* [DOCUMENT SECTION]:
>> BEGIN

On My Love/Hate/Love Relationship with Christmas
As with most societal norms and widespread cultural traditions, my relationship with Christmas is…complicated.
(And not just because I’m Jewish.)
LOVE
I don’t remember when I first learned that my family and I were not Christmas people. Some of my earliest memories of Christmas were the annual parties at my father’s office, wherein the other children were tripping over each other to make it to Santa’s lap and I wanted absolutely nothing to do with him. I was inherently fearful of any individual with an obscured or masked face for most of my youth: folks in masks, costumed characters at theme parks and, especially, clowns. I also had an inherent fear of the supernatural or legendary: vampires and werewolves, but also leprechauns, tooth fairies, easter bunnies, etc. Santa, by all logic, fell into both categories, so my interest in Christmas in general was minimal as it involved, to some degree, interacting with the costumed man with the flying sleds and bewitched forest creatures. I’m pretty sure I did ask my parents why we did not have a Christmas tree and they responded with something along the lines of “we don’t do that,” but the question was definitely more motivated by a desire to make sure our chimney was secure from any potential nocturnal invaders than anything else.

>> END

* [PROVIDED MATERIAL]:
>> BEGIN

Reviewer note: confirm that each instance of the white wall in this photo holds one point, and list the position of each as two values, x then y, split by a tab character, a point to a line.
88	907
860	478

>> END

* [WHAT YOU ARE ASKED TO DO]:
Resume the essay about loving and hating Christmas, picking up right after its last sentence. Ignore the lines here; nothing is needed from them.

* [TASK RESPONSE]:
Despite my aversion to the season’s most famous figurehead, my primary association with Christmas, from an early age, was the mall. From shortly after my family moved to the United States, my mother was involved with an organization called Women’s American O.R.T.. To this day, I do not know what their mission was, but I do know that it involved charitable work and that their most profitable fundraiser was their holiday gift wrapping booth at the Pheasant Lane Mall in Nashua, NH. Every year from Thanksgiving to Christmas Eve, I would essentially spend every non-school (or Hebrew School) hour tucked away in a corner of “The Booth” reading or playing or watching my parents or my sister or other members of the Nashua Jewish community engaged in small talk as they wrapped gifts. Some of my fondest memories were of the breaks we took to wander the mall to buy our own copy of a gift one of my parents had wrapped a few hours earlier for someone else (Hellooo Wallace and Gromit VHS set) or to sit and eat together in the food court. I wasn’t connected to the holiday itself; those weren’t our gifts being wrapped after all. They, and Christmas itself, belonged to someone else. I WAS, however, connected to our small little corner of the holiday, and the associated rhythms and movements which came with it.
HATE
So, what changed? Not much, honestly. Rather, it was my perception of things that changed. Or, more to the point, it was changed for me.
Since time immemorial, there are certain truths that are undeniable. And one of these undeniable truths is especially acute: middle schoolers are assholes.
Or at least they were in Southern New Hampshire in 1998.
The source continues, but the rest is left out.